Случай Мура доказывает, что национальное самосознание особенной роли в формировании национальной идентичности не играет. Не коллективное заблуждение рождает нацию. Мур и в самом деле заблуждался, считая себя русским. Он русским не был, да его никто в России, кроме матери, русским и не считал. Поразительно, но, если не считать родителей, все люди, хоть сколько-нибудь знавшие Мура, дружно называют его французом. «Не наш» [115] , — выдохнет Мария Белкина, будущий биограф Цветаевой. «Парижским мальчиком» назовет Мура Анна Ахматова. Одноклассники единодушно признают Георгия Эфрона «французом» [116] , хотя в его жилах не было ни капли французской крови. Мур долгое время считал себя русским, превосходно владел русским языком, знал русскую литературу гораздо лучше большинства одноклассников. Перед нами все признаки человека с хорошо развитым русским национальным самосознанием. И тем не менее он с горечью записывал в дневнике: «…все во мне видят „мусье” и „хранцуза”, говорят, что во мне нет ни капли русского духа, что я на русского не похож…» [117] А ведь ученики московских школ вряд ли «воображали» единство с миллионами русских и «сознавали их присутствие в едином языковом поле», а вот с идентичностью Мура разобрались сразу.
Любопытно, что все столь же единодушно признавали его необыкновенное сходство с матерью.Отец в шутку сказал о Муре: «Марин Цветаев». «В комнату вошла молодая, розовощекая, стройная Марина в брюках», — напишет о Муре все та же Белкина, только вот настоящую Марину она парижанкой не считала: «Столько лет прожила за границей, в Париже — и ничего от Запада. Все исконно русское и даже не городское, а скорее что-то степное, от земли…» [118] — записала она в дневнике.
Подчеркивая физическое сходство Цветаевой и Мура, Белкина отмечает столь разительное несходство в манере держаться, в поведении, что почти без колебаний относит мать и сына к разным национальностям. «Своей манерой держаться, своей лощеностью, умением носить костюм, повязывать галстук он <…> казался парижанином, а может быть, он и вправду был им» [119] .

········

▶ **ЗАДАНИЕ 1**:
Выпишите все номера сносок в квадратных скобках из фрагмента о Муре.

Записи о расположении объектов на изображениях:
········

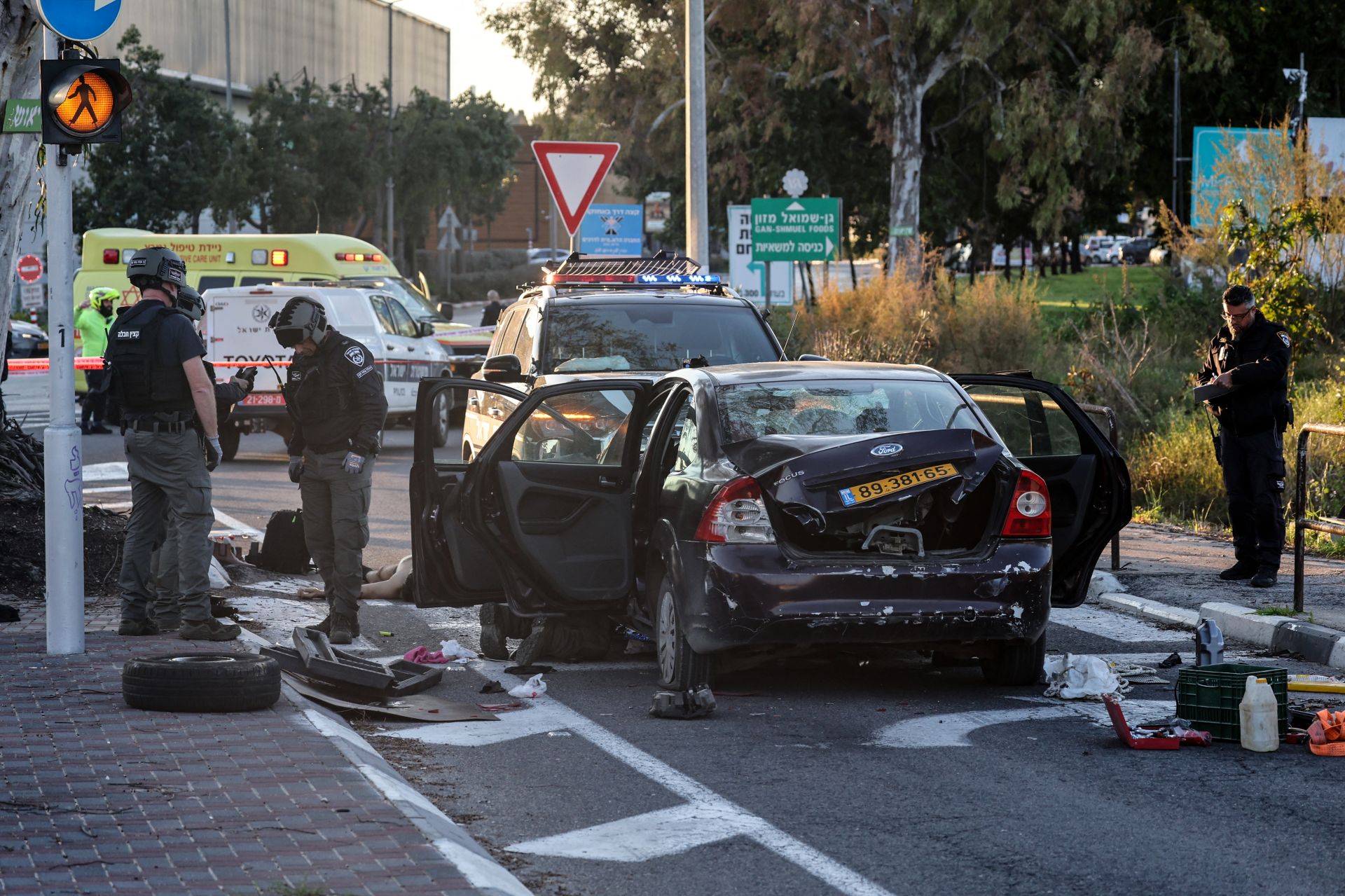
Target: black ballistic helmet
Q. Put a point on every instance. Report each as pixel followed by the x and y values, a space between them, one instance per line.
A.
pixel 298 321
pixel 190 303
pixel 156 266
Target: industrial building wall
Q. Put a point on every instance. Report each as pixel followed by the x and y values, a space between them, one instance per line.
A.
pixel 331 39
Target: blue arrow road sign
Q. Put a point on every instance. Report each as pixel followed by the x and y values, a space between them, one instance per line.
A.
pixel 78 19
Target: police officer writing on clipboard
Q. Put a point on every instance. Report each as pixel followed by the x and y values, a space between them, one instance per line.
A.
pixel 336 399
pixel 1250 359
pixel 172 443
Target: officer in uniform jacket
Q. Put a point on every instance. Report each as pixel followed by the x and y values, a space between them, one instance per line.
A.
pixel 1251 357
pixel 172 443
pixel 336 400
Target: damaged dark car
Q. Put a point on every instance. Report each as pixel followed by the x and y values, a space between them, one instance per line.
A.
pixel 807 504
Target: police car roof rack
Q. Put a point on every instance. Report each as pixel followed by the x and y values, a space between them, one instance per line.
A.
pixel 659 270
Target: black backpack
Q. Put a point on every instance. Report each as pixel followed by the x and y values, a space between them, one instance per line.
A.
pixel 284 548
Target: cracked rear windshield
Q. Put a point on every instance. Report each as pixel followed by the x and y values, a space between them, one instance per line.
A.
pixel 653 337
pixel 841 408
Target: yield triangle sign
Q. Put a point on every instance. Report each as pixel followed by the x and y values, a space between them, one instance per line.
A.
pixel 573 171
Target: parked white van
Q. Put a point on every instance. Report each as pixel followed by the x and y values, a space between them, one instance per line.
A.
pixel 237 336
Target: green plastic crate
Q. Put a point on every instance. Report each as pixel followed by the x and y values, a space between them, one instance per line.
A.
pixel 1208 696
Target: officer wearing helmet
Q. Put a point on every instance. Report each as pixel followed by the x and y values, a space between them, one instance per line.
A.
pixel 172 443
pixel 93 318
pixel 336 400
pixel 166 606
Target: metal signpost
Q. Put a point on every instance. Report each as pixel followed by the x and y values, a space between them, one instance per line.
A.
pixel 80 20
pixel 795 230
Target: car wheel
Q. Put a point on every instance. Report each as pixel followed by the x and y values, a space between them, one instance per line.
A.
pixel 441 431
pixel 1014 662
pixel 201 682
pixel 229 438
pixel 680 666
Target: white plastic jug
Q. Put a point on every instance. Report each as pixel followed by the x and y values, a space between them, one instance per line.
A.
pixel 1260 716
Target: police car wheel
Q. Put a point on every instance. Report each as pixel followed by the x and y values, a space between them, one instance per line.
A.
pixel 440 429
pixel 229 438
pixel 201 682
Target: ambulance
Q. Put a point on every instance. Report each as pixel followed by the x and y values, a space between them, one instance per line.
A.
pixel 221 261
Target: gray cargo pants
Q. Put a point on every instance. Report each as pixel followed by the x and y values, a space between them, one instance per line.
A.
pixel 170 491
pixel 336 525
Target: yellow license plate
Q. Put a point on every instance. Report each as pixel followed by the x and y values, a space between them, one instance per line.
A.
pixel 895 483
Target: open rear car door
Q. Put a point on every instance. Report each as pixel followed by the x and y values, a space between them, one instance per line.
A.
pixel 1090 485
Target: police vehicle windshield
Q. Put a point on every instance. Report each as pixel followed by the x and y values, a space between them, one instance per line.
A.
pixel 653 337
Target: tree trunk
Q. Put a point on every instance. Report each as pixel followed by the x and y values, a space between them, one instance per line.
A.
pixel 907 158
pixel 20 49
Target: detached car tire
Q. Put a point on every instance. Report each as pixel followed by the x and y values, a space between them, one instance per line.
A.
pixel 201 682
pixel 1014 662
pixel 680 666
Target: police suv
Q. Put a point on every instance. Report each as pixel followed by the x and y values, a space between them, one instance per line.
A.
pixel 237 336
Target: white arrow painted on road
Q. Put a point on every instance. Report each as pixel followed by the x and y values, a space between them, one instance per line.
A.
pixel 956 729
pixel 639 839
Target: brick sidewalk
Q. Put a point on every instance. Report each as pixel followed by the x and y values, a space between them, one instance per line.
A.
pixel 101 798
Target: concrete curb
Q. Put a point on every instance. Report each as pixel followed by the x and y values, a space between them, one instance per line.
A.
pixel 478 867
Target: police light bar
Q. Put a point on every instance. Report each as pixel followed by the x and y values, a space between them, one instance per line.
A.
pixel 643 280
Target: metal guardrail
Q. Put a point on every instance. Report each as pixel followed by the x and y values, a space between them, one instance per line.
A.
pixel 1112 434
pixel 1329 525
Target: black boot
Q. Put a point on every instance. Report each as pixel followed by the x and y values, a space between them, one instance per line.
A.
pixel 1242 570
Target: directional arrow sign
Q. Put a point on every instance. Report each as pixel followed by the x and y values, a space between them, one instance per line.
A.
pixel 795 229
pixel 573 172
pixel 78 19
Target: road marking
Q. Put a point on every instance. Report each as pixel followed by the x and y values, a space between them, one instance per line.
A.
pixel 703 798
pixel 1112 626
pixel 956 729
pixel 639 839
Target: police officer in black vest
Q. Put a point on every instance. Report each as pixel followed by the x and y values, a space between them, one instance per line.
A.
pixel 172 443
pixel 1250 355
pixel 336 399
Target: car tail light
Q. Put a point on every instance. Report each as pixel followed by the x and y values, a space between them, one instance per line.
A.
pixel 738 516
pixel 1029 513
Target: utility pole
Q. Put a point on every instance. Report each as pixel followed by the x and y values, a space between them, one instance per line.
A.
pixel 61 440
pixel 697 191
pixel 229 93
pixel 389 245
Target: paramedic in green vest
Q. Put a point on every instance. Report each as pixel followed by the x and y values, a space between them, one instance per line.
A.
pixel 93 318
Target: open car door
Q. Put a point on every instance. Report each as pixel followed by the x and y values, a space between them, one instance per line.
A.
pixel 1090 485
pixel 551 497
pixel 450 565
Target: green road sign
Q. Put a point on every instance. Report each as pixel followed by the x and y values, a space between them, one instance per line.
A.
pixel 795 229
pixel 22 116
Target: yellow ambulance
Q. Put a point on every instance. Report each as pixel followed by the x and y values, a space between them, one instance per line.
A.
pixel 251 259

········

▶ **ЗАДАНИЕ 2**:
Преобразуйте записи от строки с «Target: green plastic crate» до строки с «pixel 795 230» включительно в таблицу Markdown со столбцами «№» и «Строка». Пустые строки пропустите.

▶ **РЕШЕНИЕ 1**:
115, 116, 117, 118, 119

▶ **РЕШЕНИЕ 2**:
| № | Строка |
|---|---|
| 1 | Target: green plastic crate |
| 2 | Q. Put a point on every instance. Report each as pixel followed by the x and y values, a space between them, one instance per line. |
| 3 | A. |
| 4 | pixel 1208 696 |
| 5 | Target: officer wearing helmet |
| 6 | Q. Put a point on every instance. Report each as pixel followed by the x and y values, a space between them, one instance per line. |
| 7 | A. |
| 8 | pixel 172 443 |
| 9 | pixel 93 318 |
| 10 | pixel 336 400 |
| 11 | pixel 166 606 |
| 12 | Target: metal signpost |
| 13 | Q. Put a point on every instance. Report each as pixel followed by the x and y values, a space between them, one instance per line. |
| 14 | A. |
| 15 | pixel 80 20 |
| 16 | pixel 795 230 |